TRECHO PARA LEITURA:
O espetáculo, intitulado “Nove mortos”, é uma homenagem às vítimas pisoteadas durante uma intervenção policial no final de 2019 para interromper um baile funk na favela onde vivem 100 mil pessoas.

O confinamento imposto pelo coronavírus obrigou os seis professores a desenvolverem cursos por videoconferência para que os 200 alunos pudessem ensaiar em casa.

“Não foi fácil. As casas não têm piso flutuante, não são adequadas para um bailarino, mas as aulas foram bem pensadas. Pensamos em tudo o que nós podíamos fazer via (aplicativo) zoom para que eles pudessem manter a parte física e mental em casa”, disse à AFP Monica Tarrago, que fundou em 2012 este programa, que oferece cursos gratuitos, graças ao apoio privado e público.

O Ballet Paraisópolis se apoia na aplicação de recursos provenientes das Leis de Renúncia Fiscal, tais como a Lei Rouanet e o Programa de Ação Cultural (ProAc Expresso), e por ser uma instituição sem fins lucrativos, está apto a receber doações diretas.

Foto: NELSON ALMEIDA / AFP)

O programa incluiu aulas de nutrição, alongamento e coreografia, com a participação de dez palestrantes estrangeiros, entre eles Isabelle Guérin, bailarina principal da Ópera Nacional de Paris.

Paraisópolis é um dos símbolos das desigualdades que afligem a maior megalópole do Brasil, com suas ruelas e barracos contíguos a prédios de luxo do bairro do Morumbi, na zona sul de São Paulo.

“Corpo e alma”

Kemilly Luanda, que está no último da formação, suspira ao lembrar das dificuldades para acompanhar as aulas virtuais em sua casa de dois quartos onde mora com os pais, quatro irmãos e um cachorro.

“Tinha que tirar todo mundo de um cômodo, colocar o telefone na beliche e praticar no corredor entre as camas”, explica a adolescente de 17 anos.

LINHAS FORNECIDAS:
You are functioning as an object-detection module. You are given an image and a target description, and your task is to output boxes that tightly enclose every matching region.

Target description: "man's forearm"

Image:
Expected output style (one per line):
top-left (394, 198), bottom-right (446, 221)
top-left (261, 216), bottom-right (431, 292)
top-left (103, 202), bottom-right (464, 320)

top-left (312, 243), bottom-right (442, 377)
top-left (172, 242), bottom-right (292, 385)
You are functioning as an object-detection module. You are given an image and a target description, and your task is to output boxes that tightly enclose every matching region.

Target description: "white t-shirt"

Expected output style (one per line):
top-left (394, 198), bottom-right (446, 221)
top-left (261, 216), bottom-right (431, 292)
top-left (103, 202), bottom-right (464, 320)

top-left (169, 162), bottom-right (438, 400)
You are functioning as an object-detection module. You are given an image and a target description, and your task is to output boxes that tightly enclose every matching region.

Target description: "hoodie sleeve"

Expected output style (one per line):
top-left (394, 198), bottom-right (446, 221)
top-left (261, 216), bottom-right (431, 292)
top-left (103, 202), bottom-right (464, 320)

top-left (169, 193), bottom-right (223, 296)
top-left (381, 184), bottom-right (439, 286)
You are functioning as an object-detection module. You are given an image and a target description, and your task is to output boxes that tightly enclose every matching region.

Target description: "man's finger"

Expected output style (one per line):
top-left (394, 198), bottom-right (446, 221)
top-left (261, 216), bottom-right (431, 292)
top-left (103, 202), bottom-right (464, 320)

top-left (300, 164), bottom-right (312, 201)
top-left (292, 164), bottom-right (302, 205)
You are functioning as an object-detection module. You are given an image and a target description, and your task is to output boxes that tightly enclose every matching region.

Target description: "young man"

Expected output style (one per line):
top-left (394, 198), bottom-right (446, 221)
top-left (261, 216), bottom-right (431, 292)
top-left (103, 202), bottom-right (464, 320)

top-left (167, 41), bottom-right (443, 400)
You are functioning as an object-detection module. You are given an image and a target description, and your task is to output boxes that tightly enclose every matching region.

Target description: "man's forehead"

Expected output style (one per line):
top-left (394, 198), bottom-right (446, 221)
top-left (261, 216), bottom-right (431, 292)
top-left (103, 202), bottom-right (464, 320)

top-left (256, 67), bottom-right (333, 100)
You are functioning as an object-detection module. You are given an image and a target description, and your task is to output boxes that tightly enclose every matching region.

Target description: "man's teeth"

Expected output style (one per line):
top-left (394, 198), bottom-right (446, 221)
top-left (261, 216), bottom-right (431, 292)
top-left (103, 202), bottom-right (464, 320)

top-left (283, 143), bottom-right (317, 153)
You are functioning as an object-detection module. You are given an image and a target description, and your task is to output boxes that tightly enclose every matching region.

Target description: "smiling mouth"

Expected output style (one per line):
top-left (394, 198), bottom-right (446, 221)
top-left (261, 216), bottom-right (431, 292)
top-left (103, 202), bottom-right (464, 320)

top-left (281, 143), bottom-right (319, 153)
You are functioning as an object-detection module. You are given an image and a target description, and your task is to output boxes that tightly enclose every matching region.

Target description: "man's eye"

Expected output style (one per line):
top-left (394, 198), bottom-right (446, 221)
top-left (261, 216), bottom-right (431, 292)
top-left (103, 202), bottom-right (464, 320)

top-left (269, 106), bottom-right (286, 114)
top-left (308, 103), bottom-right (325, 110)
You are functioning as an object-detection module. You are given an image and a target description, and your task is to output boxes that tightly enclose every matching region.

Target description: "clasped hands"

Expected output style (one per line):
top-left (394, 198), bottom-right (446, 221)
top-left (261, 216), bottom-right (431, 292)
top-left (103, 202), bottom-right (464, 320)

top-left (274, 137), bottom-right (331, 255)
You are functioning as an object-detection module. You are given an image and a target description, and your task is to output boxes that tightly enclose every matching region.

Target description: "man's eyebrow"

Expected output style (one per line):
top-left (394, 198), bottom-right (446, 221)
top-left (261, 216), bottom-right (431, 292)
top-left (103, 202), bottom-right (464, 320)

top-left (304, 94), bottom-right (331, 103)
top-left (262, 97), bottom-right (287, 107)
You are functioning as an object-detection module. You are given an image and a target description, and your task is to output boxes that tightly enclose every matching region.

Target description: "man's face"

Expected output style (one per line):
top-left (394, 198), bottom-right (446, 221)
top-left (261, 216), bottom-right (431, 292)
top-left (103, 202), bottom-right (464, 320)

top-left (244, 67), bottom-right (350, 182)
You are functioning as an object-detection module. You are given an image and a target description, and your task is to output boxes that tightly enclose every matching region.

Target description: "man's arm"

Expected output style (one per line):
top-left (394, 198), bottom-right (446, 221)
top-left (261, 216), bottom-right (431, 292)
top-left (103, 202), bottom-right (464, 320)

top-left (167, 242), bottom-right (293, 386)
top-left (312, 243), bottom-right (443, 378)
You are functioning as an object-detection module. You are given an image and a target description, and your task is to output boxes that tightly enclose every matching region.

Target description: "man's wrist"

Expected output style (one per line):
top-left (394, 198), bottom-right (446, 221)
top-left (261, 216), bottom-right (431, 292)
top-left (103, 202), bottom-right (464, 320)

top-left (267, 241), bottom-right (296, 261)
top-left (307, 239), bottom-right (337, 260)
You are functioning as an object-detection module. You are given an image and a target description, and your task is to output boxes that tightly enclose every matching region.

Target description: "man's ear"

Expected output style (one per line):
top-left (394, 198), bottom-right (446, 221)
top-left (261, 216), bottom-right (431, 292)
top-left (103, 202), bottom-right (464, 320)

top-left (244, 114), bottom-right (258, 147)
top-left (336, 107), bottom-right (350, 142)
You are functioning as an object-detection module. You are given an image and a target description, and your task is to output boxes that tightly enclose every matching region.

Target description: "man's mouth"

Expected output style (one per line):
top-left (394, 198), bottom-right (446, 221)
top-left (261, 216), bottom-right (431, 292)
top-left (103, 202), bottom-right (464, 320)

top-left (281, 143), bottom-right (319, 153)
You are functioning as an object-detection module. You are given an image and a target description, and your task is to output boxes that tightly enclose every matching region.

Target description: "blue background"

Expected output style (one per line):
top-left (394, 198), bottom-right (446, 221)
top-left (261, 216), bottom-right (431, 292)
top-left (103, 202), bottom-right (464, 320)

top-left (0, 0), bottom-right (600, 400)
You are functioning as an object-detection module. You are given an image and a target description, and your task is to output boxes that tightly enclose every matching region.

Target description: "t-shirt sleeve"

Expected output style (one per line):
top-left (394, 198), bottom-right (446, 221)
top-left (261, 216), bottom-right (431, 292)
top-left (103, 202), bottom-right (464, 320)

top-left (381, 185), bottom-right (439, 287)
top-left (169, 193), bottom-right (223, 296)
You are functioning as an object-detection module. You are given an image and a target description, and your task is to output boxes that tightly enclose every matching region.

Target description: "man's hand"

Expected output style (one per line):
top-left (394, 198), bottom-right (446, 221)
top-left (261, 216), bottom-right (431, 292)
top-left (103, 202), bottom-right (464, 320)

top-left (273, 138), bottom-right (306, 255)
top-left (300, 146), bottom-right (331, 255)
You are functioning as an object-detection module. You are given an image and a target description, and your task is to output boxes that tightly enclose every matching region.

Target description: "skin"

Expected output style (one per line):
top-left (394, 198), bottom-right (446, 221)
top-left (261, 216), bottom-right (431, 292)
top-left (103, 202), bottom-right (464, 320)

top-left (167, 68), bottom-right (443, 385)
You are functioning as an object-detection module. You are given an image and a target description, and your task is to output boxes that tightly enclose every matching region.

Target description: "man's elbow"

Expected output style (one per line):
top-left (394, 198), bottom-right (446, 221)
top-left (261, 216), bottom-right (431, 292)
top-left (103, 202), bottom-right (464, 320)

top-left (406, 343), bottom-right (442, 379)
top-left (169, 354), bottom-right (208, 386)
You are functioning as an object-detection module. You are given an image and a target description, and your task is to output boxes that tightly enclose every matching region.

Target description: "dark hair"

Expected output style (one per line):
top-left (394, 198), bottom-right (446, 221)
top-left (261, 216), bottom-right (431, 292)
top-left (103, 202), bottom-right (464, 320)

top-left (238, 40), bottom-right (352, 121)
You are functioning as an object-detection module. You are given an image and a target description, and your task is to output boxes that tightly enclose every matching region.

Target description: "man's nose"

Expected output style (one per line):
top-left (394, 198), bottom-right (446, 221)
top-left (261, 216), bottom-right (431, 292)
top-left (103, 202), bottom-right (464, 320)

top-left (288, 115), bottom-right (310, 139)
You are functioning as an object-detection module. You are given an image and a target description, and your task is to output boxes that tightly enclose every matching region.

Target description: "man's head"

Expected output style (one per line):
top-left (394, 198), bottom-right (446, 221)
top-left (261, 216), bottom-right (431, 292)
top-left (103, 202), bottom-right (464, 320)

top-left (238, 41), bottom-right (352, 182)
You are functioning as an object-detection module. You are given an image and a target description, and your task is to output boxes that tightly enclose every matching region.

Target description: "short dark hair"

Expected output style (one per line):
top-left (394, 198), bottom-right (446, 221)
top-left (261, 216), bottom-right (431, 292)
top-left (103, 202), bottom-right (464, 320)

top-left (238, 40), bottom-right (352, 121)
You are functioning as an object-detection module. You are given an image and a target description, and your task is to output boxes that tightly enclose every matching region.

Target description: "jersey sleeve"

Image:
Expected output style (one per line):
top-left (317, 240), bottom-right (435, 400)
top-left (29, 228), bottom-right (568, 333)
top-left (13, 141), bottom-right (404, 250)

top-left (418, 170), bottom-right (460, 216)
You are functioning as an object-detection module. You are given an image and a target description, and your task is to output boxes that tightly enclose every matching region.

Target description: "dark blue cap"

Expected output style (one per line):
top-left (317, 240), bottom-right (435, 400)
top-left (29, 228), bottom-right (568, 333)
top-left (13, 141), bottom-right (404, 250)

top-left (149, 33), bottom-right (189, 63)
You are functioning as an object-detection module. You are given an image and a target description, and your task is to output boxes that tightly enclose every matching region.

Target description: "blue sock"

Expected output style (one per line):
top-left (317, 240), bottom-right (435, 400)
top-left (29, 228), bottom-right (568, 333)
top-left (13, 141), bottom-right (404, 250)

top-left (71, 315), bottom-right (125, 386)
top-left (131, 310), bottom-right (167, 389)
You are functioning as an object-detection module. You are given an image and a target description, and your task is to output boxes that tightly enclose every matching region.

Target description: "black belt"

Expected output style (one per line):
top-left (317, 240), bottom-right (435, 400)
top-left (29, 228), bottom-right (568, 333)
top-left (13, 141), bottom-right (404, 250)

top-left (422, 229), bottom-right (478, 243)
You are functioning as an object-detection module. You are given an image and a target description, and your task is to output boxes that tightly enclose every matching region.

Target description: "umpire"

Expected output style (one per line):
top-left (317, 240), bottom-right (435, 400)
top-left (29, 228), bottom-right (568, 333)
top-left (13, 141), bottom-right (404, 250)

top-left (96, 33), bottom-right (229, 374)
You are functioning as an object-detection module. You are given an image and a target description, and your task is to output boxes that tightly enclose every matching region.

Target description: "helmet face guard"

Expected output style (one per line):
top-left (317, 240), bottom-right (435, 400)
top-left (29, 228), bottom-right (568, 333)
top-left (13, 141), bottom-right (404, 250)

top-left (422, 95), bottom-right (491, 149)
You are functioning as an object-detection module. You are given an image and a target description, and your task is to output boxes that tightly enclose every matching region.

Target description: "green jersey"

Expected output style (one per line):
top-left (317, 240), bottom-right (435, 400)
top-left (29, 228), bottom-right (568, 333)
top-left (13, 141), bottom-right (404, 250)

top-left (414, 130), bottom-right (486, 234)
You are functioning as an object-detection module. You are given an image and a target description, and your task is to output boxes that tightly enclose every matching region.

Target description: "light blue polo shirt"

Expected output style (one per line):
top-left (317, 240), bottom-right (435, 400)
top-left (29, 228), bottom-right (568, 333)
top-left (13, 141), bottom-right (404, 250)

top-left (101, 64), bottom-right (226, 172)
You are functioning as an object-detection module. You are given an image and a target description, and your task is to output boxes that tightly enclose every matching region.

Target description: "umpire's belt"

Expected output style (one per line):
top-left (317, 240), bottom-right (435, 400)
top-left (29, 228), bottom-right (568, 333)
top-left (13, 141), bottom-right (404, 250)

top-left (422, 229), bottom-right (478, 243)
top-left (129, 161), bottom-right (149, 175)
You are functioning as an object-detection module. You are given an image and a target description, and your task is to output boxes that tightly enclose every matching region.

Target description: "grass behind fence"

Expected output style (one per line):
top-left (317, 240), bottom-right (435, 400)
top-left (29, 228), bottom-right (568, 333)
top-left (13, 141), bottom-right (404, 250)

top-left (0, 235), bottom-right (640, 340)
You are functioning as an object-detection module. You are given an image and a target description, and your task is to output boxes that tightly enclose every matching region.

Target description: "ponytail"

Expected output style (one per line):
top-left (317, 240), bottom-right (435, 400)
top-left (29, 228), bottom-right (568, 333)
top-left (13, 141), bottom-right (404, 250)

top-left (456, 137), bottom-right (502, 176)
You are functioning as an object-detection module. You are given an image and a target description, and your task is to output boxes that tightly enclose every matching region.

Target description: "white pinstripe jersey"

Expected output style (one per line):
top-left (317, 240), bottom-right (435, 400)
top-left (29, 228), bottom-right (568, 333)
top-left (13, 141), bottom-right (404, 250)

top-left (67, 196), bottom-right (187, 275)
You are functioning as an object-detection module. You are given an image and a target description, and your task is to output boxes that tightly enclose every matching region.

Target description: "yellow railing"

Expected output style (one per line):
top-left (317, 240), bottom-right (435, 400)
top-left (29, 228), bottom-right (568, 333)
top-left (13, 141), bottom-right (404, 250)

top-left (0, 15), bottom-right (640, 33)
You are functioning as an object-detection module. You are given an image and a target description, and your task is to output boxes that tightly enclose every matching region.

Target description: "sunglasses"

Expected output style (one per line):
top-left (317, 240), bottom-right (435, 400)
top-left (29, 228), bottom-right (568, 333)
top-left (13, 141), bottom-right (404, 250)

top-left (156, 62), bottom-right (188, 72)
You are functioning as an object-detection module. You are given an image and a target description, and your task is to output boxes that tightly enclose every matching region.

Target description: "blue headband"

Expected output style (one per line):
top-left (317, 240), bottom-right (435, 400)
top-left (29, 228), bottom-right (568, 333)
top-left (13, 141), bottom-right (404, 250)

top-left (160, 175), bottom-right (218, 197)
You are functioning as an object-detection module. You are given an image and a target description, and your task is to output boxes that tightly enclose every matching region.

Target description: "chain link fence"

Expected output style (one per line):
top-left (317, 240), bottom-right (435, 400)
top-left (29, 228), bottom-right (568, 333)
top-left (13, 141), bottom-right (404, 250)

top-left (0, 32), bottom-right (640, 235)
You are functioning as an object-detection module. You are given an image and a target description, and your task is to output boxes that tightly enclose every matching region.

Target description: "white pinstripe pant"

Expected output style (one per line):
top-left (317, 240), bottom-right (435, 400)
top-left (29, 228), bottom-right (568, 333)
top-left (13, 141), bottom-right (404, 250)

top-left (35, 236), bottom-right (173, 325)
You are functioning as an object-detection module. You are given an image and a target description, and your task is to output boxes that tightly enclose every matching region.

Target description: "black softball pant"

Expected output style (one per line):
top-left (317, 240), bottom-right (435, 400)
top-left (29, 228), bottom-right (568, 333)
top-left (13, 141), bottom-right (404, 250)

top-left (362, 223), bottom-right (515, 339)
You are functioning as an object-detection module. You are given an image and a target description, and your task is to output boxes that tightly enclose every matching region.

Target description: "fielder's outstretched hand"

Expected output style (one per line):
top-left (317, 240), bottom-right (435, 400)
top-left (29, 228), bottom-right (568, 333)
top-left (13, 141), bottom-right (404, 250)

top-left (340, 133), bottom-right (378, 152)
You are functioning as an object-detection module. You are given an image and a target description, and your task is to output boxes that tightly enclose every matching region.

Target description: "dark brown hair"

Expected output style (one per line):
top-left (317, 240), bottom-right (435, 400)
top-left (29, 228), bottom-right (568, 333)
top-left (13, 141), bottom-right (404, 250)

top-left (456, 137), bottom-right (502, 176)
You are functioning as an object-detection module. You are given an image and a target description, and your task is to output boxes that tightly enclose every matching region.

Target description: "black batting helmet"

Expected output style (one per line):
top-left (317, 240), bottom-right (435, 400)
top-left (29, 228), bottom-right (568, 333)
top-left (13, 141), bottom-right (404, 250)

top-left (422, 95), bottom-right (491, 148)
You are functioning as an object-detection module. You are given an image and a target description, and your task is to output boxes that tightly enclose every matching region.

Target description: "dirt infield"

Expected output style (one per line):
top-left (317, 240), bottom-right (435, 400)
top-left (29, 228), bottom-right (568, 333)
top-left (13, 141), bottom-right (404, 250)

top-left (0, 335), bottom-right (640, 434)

TAREFA 1: Segundo o texto sobre o Ballet Paraisópolis, por que a instituição pode receber doações diretas? Responda em uma a três frases.
TAREFA 2: De acordo com o texto sobre o Ballet Paraisópolis, quem fundou o programa e em que ano?
TAREFA 3: Escreva a continuação do texto sobre o Ballet Paraisópolis a partir do ponto em que ele termina.

RESPOSTA 1: O Ballet Paraisópolis pode receber doações diretas por ser uma instituição sem fins lucrativos.

RESPOSTA 2: Monica Tarrago fundou o programa em 2012.

RESPOSTA 3:
A instabilidade da internet e a telinha do telefone, na falta de um computador, foram complicações adicionais, a que se somou o vazio de não poder ver suas colegas turma, que ela conhece há oito anos e que considera “irmãs”.

“Estava muito ansiosa para voltar, era como se fosse a primeira vez”, diz ao retornar para a sala de ensaios onde passa quatro horas por dia, de segunda a sexta-feira.

É possível adivinhar um sorriso através da máscara que usa, que só revela seus olhos maquiados com um impecável delineado laranja.

(Foto: NELSON ALMEIDA / AFP)

Dos 22 alunos que voltaram para as aulas presenciais (os demais continuam com os cursos virtuais), dez praticam na sede da escola e os doze do último ano no segundo andar de um centro cultural que chegou a ser uma base do combate à pandemia.

O Brasil, com mais de 123 mil mortes e 4 milhões de casos, é o segundo país mais afetado pelo coronavírus, depois dos Estados Unidos.

São Paulo lidera, em números absolutos, o índice nacional em óbitos e diagnósticos.

O estado foi um dos primeiros a estabelecer medidas de quarentena e paralisação de atividades. O hiato de quatro meses impediu o Ballet Paraisópolis de organizar sua primeira formatura, agora prevista para 2021.

Abrindo caminhos

“Essa sensação foi a pior que eu tive na vida, nós só paramos para Natal e Réveillon. Querendo ou não, nos tornamos uma família”, reconhece Monica Tarrago.

O espetáculo sobre os nove jovens que morreram durante a intervenção policial ainda não estreou por causa da pandemia.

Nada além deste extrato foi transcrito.